Exercise brief - Would you please transcribe the records below from the line with "Mark the blue" through their final line, exactly and with no other lines?

[Records from a data source]
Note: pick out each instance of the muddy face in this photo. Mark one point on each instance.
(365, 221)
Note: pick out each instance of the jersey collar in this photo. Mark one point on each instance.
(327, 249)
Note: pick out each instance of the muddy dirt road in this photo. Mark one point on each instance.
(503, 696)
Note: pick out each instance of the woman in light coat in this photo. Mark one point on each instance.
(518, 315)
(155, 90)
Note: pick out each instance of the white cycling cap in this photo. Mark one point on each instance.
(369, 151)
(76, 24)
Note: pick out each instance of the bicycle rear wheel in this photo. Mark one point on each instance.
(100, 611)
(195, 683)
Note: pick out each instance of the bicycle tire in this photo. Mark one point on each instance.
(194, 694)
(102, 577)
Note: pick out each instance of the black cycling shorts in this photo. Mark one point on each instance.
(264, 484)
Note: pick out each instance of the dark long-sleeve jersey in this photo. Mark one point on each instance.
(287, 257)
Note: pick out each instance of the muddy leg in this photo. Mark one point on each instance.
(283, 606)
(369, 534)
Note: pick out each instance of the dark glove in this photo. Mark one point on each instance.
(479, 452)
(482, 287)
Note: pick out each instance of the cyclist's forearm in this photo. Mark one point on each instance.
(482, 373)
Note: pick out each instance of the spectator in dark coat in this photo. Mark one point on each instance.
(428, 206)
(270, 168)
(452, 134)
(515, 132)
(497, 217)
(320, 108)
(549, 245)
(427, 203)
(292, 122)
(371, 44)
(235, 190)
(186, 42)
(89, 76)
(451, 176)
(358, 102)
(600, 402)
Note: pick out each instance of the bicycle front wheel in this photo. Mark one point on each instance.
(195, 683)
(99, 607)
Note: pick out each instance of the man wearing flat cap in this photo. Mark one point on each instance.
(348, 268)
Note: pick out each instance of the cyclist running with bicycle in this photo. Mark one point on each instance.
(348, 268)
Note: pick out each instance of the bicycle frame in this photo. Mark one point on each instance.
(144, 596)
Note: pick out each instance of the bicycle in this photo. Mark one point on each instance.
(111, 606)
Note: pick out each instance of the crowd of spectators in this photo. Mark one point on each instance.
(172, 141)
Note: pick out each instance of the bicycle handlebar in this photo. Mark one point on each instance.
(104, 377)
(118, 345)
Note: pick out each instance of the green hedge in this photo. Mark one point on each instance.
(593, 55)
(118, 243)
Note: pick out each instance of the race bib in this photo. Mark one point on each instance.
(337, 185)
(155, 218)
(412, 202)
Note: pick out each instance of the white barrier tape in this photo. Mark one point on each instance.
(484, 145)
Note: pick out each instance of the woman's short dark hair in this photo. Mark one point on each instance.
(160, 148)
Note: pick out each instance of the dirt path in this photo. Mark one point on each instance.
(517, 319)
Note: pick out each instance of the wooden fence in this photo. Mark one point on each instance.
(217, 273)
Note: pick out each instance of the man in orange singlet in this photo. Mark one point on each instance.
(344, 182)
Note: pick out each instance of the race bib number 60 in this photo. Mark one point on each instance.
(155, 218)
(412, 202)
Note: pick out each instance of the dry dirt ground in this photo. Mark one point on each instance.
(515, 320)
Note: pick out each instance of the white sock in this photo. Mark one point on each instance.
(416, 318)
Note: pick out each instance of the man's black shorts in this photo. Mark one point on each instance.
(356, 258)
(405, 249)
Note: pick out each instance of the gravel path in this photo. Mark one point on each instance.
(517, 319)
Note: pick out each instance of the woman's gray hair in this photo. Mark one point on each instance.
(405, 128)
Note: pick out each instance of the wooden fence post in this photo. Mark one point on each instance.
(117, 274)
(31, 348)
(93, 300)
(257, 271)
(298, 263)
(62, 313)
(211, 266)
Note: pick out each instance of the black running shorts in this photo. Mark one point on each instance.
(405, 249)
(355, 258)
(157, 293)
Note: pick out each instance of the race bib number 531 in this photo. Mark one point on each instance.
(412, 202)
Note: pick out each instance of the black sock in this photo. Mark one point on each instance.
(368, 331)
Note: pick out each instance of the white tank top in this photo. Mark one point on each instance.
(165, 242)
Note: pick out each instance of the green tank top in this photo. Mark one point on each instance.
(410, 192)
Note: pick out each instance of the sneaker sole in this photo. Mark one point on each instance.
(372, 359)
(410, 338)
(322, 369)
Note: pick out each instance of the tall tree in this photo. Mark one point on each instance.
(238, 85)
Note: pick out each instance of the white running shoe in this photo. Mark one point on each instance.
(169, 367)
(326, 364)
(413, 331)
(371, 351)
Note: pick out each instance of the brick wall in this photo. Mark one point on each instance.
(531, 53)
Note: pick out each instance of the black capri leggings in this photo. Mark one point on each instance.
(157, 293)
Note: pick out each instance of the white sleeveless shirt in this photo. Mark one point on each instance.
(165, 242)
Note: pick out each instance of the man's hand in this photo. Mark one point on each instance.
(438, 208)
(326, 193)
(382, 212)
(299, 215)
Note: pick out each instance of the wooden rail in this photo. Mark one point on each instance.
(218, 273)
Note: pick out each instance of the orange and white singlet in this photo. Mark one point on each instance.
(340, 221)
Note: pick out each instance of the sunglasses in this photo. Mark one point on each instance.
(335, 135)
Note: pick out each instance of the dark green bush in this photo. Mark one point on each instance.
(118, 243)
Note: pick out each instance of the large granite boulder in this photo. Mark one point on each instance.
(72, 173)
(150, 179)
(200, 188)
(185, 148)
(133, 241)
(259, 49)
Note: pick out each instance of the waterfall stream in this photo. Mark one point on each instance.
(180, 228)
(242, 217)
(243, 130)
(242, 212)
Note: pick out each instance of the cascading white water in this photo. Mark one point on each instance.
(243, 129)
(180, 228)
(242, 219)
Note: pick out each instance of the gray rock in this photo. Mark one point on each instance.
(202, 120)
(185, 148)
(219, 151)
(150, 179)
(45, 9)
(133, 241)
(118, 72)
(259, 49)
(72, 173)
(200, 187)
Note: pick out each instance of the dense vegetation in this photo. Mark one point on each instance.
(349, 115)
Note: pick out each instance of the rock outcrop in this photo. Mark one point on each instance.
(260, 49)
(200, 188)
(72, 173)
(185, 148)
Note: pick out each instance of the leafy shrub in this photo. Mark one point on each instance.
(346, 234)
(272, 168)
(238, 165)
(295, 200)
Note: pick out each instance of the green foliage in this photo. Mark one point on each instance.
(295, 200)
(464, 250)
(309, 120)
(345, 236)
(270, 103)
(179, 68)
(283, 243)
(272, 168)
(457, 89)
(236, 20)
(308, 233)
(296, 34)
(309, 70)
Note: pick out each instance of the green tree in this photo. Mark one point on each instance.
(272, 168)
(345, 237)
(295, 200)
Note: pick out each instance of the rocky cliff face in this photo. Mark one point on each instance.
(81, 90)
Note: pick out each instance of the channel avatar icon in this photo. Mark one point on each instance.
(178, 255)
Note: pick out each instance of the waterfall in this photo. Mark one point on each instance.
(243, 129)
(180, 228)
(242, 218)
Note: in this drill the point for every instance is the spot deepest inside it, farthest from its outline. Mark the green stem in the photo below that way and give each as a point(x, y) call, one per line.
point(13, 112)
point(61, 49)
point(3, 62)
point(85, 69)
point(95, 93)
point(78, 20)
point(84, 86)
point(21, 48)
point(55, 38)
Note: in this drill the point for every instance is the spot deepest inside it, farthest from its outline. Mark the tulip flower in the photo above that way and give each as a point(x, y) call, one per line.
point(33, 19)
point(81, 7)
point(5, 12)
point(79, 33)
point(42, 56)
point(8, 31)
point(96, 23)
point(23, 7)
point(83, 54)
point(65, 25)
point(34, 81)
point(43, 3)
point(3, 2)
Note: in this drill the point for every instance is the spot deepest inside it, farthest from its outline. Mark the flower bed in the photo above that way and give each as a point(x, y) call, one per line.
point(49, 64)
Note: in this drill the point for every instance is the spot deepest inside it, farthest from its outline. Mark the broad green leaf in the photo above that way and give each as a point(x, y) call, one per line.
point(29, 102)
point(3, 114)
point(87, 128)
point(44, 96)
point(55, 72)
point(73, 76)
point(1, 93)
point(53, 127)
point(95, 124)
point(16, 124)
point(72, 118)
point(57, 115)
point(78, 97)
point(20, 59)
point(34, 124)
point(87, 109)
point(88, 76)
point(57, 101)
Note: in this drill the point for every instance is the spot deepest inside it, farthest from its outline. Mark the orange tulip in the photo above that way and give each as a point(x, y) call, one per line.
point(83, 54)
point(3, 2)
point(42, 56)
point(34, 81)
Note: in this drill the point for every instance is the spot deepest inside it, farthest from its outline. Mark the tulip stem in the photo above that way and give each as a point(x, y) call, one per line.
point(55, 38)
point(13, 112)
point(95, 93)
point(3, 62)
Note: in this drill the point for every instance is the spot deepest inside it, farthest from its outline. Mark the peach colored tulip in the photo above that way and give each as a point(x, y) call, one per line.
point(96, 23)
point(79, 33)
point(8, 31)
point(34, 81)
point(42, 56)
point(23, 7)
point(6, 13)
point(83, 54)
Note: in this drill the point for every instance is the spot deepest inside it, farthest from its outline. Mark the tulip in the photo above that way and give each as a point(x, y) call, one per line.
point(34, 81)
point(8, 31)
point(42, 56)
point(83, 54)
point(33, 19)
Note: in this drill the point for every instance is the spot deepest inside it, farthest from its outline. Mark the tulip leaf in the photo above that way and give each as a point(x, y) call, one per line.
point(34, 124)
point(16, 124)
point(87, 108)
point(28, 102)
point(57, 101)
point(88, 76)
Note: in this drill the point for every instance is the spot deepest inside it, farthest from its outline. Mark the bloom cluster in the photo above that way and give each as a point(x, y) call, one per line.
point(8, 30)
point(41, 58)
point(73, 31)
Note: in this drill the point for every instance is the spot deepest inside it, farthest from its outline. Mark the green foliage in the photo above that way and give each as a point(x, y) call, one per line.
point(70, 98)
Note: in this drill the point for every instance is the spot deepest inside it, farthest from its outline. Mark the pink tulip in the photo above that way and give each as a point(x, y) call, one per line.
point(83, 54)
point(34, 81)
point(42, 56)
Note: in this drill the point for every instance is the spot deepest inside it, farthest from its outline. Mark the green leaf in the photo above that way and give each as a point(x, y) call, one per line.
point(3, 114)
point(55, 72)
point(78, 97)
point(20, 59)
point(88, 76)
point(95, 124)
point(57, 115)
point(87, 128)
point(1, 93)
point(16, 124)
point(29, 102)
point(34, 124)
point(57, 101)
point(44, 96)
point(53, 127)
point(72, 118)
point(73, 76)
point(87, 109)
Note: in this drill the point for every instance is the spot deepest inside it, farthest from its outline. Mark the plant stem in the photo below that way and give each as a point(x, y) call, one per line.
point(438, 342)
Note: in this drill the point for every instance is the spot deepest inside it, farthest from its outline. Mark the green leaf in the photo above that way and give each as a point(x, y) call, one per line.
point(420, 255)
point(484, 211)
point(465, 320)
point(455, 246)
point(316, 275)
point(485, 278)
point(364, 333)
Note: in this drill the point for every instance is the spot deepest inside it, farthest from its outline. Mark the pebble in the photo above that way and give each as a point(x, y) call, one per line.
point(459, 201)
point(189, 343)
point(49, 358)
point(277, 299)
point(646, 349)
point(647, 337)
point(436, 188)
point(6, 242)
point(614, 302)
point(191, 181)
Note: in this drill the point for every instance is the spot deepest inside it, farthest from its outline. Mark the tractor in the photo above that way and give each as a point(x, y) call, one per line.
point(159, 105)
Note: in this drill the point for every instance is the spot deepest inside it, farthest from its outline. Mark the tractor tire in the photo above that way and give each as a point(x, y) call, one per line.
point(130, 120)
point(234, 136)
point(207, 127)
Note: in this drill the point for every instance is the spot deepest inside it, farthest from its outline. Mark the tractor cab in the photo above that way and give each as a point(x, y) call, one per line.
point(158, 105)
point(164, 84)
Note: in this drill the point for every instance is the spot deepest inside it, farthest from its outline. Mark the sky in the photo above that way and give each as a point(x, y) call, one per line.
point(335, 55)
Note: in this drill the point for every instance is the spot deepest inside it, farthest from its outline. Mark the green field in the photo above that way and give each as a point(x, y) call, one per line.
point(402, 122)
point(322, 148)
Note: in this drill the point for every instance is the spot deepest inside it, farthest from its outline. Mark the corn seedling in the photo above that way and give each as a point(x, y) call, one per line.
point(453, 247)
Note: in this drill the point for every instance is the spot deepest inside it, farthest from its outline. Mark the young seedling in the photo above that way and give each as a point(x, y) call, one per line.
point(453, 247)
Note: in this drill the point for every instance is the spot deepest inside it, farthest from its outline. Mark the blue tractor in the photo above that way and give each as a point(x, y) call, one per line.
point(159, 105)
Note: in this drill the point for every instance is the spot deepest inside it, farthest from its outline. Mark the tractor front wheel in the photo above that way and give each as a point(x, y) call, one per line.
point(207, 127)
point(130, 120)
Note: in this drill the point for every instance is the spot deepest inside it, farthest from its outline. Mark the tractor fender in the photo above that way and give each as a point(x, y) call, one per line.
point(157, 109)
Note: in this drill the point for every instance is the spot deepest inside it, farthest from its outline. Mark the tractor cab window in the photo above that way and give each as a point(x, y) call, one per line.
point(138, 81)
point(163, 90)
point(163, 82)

Output for this task -
Note: in this drill the point for every instance is the spot deepest inside it, farthest from its outline. Mark the blue tractor in the photo above that way and give each as a point(x, y) call, one per line.
point(159, 105)
Note: in this drill the point for every instance is the spot deepest inside it, farthest from its outline. Mark the tractor front wheel in the photo above that way and give each as a point(x, y) call, one per line.
point(207, 127)
point(130, 120)
Note: in this drill the point for every instance is the spot deepest inside it, farthest from its outline. Mark the tractor fender in the photo above that way and give each as a point(x, y) call, one per line.
point(157, 109)
Note: in this drill the point for every instance is the spot deepest inside it, farthest from its outline. Mark the tractor cab window in the photo above that way and give each as a point(x, y) call, one per line.
point(138, 81)
point(163, 90)
point(163, 82)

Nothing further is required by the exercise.